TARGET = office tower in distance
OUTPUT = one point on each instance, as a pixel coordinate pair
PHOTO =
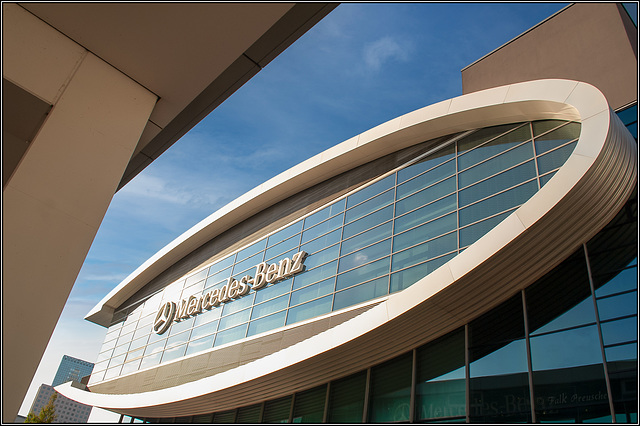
(72, 369)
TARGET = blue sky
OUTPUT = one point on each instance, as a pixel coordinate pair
(362, 65)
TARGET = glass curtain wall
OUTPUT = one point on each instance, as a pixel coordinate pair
(377, 240)
(562, 350)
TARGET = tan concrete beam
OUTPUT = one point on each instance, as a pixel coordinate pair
(60, 191)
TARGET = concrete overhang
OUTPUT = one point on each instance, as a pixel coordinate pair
(193, 56)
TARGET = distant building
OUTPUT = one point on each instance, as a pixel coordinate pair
(72, 369)
(67, 410)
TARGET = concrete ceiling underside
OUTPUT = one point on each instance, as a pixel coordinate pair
(192, 56)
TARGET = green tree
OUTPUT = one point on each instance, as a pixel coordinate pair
(47, 414)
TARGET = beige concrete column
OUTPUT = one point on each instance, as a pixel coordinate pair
(56, 199)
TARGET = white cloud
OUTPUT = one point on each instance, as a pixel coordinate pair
(383, 50)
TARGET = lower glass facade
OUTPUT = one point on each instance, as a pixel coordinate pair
(562, 350)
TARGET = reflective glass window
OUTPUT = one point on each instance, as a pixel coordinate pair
(363, 273)
(369, 206)
(429, 162)
(309, 310)
(494, 147)
(312, 291)
(441, 386)
(309, 405)
(322, 228)
(267, 323)
(426, 196)
(371, 190)
(426, 179)
(554, 159)
(424, 214)
(323, 214)
(391, 390)
(364, 255)
(346, 399)
(367, 222)
(557, 138)
(497, 164)
(361, 293)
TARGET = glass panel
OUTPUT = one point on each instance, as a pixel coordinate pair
(218, 277)
(249, 414)
(369, 206)
(441, 388)
(322, 228)
(498, 203)
(200, 344)
(201, 275)
(323, 214)
(480, 136)
(248, 263)
(426, 196)
(361, 293)
(322, 242)
(274, 290)
(309, 405)
(424, 251)
(234, 319)
(499, 382)
(363, 273)
(282, 247)
(230, 417)
(425, 232)
(314, 275)
(423, 214)
(473, 233)
(173, 353)
(285, 233)
(321, 257)
(403, 279)
(427, 163)
(222, 264)
(309, 310)
(497, 183)
(497, 164)
(365, 255)
(426, 179)
(391, 390)
(277, 411)
(617, 306)
(313, 291)
(267, 323)
(346, 399)
(620, 331)
(624, 280)
(556, 138)
(494, 147)
(205, 329)
(370, 191)
(230, 335)
(270, 307)
(368, 222)
(554, 159)
(543, 126)
(253, 248)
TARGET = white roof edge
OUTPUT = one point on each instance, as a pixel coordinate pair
(326, 164)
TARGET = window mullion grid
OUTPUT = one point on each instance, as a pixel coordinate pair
(528, 353)
(604, 357)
• • • • •
## Exercise description
Every record above should be written out again exactly; the pictures stay out of the copy.

## Task response
TARGET = office tower in distance
OUTPUT = one point on each instance, as a pixel coordinate pair
PHOTO =
(72, 369)
TARGET = blue sky
OUTPUT = one point on each instance, as a pixel coordinate pair
(362, 65)
TARGET = glass curtain wall
OUTPUT = one point on each instance, as a pixel coordinate pair
(377, 240)
(562, 350)
TARGET = tan concrete beam
OUTPUT = one point on each instance, as a pixel coordinate pair
(60, 191)
TARGET = concrete overhang
OUTPUT = one point on each instance, as a pixel coordinate pair
(193, 56)
TARGET = distant building
OUTPUT = one point on each instance, as a pixel coordinate pair
(72, 369)
(67, 410)
TARGET = concrete ceiling underside
OUTPUT = one point on each instance, as a pixel coordinate pair
(192, 56)
TARGET = green tree
OUTPUT = one point on each instance, as a pixel coordinate pair
(47, 414)
TARGET = beige concrete column
OUTPUT = one point on each instance, as a pixel coordinate pair
(56, 199)
TARGET = white cloud
OUTPUT = one point on each instance, as a pixel coordinate pair
(383, 50)
TARGET = lower glass facade
OUTPUT = one point on each instance, as a pixel coordinate pair
(562, 350)
TARGET = reflective glass window
OUTPUT = one point on each instance, as a pixel coordinate pair
(363, 273)
(369, 206)
(429, 162)
(309, 310)
(494, 147)
(312, 291)
(441, 386)
(309, 405)
(322, 228)
(267, 323)
(426, 196)
(371, 190)
(426, 179)
(554, 159)
(424, 214)
(323, 214)
(391, 390)
(364, 255)
(346, 399)
(367, 222)
(557, 138)
(497, 164)
(361, 293)
TARGET = glass panel
OUTPUT = one point on each instance, as a pixel coordinate pair
(218, 277)
(249, 414)
(369, 206)
(441, 388)
(322, 228)
(498, 203)
(200, 344)
(201, 275)
(323, 214)
(480, 136)
(248, 263)
(426, 196)
(361, 293)
(322, 242)
(274, 290)
(309, 405)
(424, 251)
(234, 319)
(499, 382)
(363, 273)
(282, 247)
(230, 417)
(425, 232)
(314, 275)
(423, 214)
(473, 233)
(173, 353)
(285, 233)
(321, 257)
(403, 279)
(427, 163)
(222, 264)
(309, 310)
(497, 183)
(497, 164)
(365, 255)
(426, 179)
(391, 390)
(277, 411)
(617, 306)
(313, 291)
(267, 323)
(346, 399)
(620, 331)
(624, 280)
(556, 138)
(494, 147)
(205, 329)
(370, 191)
(230, 335)
(270, 307)
(368, 222)
(554, 159)
(543, 126)
(253, 248)
TARGET = white roof edge
OUTPUT = one point on each instance, as a pixel coordinate pair
(326, 164)
TARGET = window mullion grid
OUTPUT = one point on each instance, as a pixel coordinate pair
(528, 353)
(604, 357)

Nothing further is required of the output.